----- Extrait choisi -----

Cela fait trente-trois ans que je suis employée de la même entreprise. La TSR, devenue la RTS, aura été la chose la plus stable de ma vie, finalement; à ce stade, j’y ai passé plus de temps qu’avec mes parents, mon ex-mari ou mes enfants. Evidemment, il y a eu des évolutions considérables, puisque j’y suis entrée à une époque où on tapait ses papiers à la machine à écrire, où on allait chercher des télex pour les news et de la documentation découpée aux ciseaux dans les journaux.
Et on devait s’arrêter à une cabine téléphonique pour annoncer à la personne qu’on allait interviewer qu’on était coincé dans un bouchon (oui, ça, il y avait déjà des bouchons). C’était aussi le bon vieux temps (je n’arrive pas à croire que j’ai écrit cela), où nous connaissions le luxe d’être injoignables: «Non, Mme Chyba est en tournage, désolée, rappelez dans quelques jours!»
Mais cette année 2022, au détour d’un changement de fonction, je vis une vraie révolution, vraie de vraie de vraie: je n’ai plus de bureau. Du tout.

----- Données fournies -----

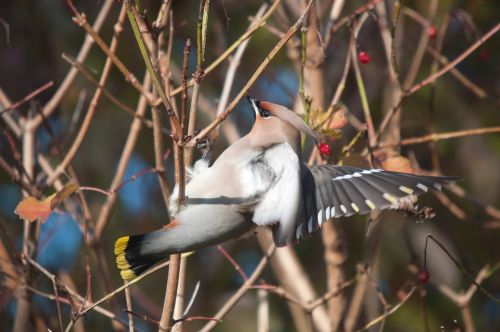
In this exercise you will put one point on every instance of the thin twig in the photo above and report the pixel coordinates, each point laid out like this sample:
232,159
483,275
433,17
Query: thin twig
254,77
441,136
241,291
28,97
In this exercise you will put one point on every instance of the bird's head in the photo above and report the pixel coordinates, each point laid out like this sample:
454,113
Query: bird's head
276,124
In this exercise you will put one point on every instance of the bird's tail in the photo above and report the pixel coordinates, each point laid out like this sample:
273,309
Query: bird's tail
136,253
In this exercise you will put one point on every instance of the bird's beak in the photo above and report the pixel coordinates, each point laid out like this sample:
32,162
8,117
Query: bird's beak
254,103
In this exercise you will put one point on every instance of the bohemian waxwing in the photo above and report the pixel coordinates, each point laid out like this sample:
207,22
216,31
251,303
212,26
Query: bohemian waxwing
262,180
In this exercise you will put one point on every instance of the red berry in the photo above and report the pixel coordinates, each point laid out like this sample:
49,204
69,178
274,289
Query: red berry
423,276
324,149
364,57
431,32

-----

Consigne
Recopiez le récit sur la carrière à la RTS de «Et on devait» à «bureau. Du tout.», en renommant «cabine téléphonique» en «borne téléphonique».

Solution
Et on devait s’arrêter à une borne téléphonique pour annoncer à la personne qu’on allait interviewer qu’on était coincé dans un bouchon (oui, ça, il y avait déjà des bouchons). C’était aussi le bon vieux temps (je n’arrive pas à croire que j’ai écrit cela), où nous connaissions le luxe d’être injoignables: «Non, Mme Chyba est en tournage, désolée, rappelez dans quelques jours!»
Mais cette année 2022, au détour d’un changement de fonction, je vis une vraie révolution, vraie de vraie de vraie: je n’ai plus de bureau. Du tout.